## Passage to read
☆ ☆ ☆ ☆ ☆ ☆ ☆

An unanticipated finding was that cancer incidence among screened women was relatively low, particularly in the ‘correctly’ screened group. ¹⁴ This might have been because patients were selected after two normal smears. In a study by Boulanger et al., ¹⁵ 60% of cancers were found in women who had never been screened, or who were screened with an interval longer than three years. In our study, there was no suggestion of additional safety because of shorter interval screening. Our data concerning cancer are likely to be complete because we compared these with data from regional registries.

Although there was a low total incidence of cancers, we did not find a decrease in adenocarcinoma and squamous cell carcinoma incidence, or any increase in micro invasive cases with a shorter interval. A follow-up of four European randomized controlled trials suggested that HPV-based screening provides 60%–70% greater protection against invasive cervical carcinomas compared with cytology. ¹⁴ This protection was not significant for squamous cell carcinoma but only for adenocarcinoma, probably because smears are less sensitive to detect glandular lesions. A Finnish study suggests that cancer risk can be more effectively reduced by focusing on the relatively small groups of non-attenders, and women with positive cytology but with no malignancy confirmed, than by introducing shorter intervals between screens. ¹⁶

Although it has been suggested that CIN2 could be considered as a benefit, and also that CIN3+ may be considered to be a better proxy for benefit, in this study, we followed the WHO 2013 guidelines and the new classification that recommend considering CIN2 and CIN3 together. Furthermore, we would emphasize that CIN3+ incidence was not significantly different between subgroups. We found fewer precancerous lesions with screening every three years. A plausible explanation could be that a portion of the CIN2 and CIN3 diagnosed could regress. As with CIN1, it has been estimated that 43% of CIN2 and 32% of CIN3 could regress on their own. ¹⁷ It may be hypothesized that the shorter interval in the overscreened group provides less opportunity for spontaneous regression before diagnosis, and consequently more opportunity for unnecessary treatment.

☆ ☆ ☆ ☆ ☆ ☆ ☆

## Available data
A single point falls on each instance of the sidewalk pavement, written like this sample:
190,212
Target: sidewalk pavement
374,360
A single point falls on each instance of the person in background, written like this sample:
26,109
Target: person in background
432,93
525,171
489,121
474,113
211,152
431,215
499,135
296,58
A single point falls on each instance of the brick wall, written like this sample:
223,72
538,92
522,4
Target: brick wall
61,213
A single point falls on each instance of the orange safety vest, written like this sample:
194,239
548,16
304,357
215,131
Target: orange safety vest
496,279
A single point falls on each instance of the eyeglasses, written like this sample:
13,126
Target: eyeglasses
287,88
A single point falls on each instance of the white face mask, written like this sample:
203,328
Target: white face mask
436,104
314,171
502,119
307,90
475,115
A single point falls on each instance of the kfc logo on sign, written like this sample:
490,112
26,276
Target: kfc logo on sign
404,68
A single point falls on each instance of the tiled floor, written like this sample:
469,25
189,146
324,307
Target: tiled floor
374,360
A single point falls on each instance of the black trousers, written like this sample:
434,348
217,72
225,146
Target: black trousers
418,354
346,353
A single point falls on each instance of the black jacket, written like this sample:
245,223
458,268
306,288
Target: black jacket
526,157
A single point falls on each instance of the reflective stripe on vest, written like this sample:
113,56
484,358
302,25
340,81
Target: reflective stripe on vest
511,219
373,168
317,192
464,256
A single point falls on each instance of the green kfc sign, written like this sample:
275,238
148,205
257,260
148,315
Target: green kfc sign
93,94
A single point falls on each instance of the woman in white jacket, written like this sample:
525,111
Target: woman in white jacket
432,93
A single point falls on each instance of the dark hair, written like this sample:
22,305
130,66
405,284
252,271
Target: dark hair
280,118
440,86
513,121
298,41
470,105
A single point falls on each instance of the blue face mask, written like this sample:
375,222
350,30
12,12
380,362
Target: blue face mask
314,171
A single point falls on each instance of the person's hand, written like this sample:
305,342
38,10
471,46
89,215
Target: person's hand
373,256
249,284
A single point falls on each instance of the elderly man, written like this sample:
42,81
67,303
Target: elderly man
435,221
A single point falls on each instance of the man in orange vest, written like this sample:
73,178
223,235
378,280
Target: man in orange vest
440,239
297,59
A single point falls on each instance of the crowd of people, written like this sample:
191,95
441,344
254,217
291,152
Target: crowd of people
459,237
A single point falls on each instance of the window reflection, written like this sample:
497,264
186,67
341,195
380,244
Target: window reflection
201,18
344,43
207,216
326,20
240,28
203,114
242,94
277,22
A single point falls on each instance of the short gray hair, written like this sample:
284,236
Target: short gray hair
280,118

☆ ☆ ☆ ☆ ☆ ☆ ☆

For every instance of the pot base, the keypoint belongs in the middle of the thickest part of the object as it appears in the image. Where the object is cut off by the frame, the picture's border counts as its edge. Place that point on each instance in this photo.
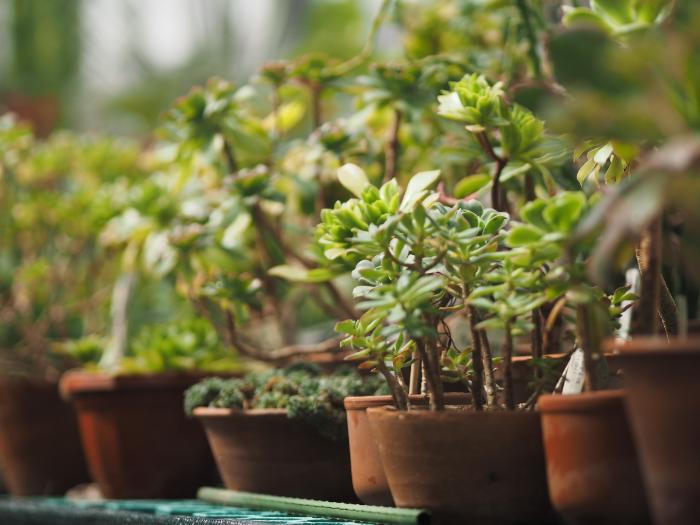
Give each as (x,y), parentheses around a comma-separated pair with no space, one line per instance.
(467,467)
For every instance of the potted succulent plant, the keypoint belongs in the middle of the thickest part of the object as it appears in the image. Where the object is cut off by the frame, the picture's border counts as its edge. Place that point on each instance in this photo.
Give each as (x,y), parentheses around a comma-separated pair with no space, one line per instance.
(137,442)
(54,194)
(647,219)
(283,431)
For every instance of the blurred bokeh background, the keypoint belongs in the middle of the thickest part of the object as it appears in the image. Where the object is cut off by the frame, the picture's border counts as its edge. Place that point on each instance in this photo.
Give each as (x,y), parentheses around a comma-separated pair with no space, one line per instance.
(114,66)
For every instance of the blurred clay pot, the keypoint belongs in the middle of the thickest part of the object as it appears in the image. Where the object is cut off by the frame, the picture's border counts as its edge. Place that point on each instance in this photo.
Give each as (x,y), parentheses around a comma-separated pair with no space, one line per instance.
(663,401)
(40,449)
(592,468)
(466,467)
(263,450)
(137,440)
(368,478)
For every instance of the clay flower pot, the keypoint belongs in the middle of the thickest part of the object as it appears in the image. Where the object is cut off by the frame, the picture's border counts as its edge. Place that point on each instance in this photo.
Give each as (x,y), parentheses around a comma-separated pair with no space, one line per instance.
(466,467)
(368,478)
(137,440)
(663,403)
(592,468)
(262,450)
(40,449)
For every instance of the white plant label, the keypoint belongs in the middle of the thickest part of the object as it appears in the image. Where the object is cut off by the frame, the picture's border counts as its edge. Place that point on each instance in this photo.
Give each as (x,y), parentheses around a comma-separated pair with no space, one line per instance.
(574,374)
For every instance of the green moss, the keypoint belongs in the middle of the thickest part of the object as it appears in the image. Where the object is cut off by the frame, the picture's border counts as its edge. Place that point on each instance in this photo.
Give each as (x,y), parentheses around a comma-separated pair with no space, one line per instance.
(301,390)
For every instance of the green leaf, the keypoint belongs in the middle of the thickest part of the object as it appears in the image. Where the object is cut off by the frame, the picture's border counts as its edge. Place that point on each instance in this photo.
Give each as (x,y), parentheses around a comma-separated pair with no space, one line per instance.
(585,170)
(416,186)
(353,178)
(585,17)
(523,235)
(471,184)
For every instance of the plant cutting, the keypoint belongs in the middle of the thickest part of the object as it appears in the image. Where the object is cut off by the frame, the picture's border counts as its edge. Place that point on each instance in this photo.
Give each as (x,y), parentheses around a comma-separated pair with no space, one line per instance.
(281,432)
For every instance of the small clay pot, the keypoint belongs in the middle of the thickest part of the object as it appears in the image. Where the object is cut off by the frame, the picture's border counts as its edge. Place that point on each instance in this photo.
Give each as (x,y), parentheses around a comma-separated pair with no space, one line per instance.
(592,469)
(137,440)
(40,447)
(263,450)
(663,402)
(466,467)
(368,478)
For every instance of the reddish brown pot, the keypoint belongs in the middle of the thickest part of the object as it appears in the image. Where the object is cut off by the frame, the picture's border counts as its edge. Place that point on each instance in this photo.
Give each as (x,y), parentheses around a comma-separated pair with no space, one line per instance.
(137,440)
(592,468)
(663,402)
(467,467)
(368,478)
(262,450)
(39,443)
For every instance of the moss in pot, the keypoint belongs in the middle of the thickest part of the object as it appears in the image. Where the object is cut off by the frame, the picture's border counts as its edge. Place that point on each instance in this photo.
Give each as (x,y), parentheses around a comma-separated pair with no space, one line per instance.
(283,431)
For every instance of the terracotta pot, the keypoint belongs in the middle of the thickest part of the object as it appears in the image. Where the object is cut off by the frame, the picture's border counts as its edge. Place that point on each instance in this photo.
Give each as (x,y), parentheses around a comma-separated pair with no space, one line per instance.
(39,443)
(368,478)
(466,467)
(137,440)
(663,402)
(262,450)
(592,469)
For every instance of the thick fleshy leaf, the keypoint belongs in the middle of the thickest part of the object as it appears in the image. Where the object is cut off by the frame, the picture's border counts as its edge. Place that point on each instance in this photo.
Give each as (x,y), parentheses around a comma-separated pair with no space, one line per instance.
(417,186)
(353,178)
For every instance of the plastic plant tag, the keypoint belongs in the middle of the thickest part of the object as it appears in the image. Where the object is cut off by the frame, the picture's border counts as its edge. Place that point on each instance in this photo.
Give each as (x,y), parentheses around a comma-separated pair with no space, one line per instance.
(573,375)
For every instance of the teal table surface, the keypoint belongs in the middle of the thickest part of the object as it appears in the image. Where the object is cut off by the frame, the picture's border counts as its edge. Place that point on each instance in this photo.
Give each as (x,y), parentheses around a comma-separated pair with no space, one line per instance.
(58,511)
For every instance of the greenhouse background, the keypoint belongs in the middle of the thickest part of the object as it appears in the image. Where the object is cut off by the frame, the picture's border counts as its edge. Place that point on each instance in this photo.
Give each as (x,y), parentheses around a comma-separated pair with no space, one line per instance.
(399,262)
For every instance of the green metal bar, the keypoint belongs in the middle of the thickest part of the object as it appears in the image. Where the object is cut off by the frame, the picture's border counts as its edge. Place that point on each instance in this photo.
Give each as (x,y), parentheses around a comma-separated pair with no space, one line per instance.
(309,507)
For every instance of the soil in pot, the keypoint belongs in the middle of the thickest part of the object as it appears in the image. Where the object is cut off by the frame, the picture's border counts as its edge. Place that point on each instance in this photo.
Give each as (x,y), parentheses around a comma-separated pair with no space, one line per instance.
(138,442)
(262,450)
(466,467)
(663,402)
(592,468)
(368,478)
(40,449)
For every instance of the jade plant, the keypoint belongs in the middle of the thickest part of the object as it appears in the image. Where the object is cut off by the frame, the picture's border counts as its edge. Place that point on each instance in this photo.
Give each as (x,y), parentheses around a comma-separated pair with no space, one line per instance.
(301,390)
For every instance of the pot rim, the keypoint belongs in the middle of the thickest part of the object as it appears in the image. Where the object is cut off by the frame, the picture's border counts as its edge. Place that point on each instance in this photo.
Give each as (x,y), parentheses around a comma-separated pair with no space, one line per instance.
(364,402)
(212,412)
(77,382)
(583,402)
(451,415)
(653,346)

☆ ☆ ☆ ☆ ☆ ☆ ☆

## Tasks for this exercise
1 - In the cervical screening passage, which guidelines did the study follow in considering CIN2 and CIN3 together?
2 - From the cervical screening passage, reproduce the part that opens with the words containing "An unanticipated finding" and closes with "from regional registries.".

## Solutions in order
1 - The WHO 2013 guidelines, along with the new classification.

2 -
An unanticipated finding was that cancer incidence among screened women was relatively low, particularly in the ‘correctly’ screened group. ¹⁴ This might have been because patients were selected after two normal smears. In a study by Boulanger et al., ¹⁵ 60% of cancers were found in women who had never been screened, or who were screened with an interval longer than three years. In our study, there was no suggestion of additional safety because of shorter interval screening. Our data concerning cancer are likely to be complete because we compared these with data from regional registries.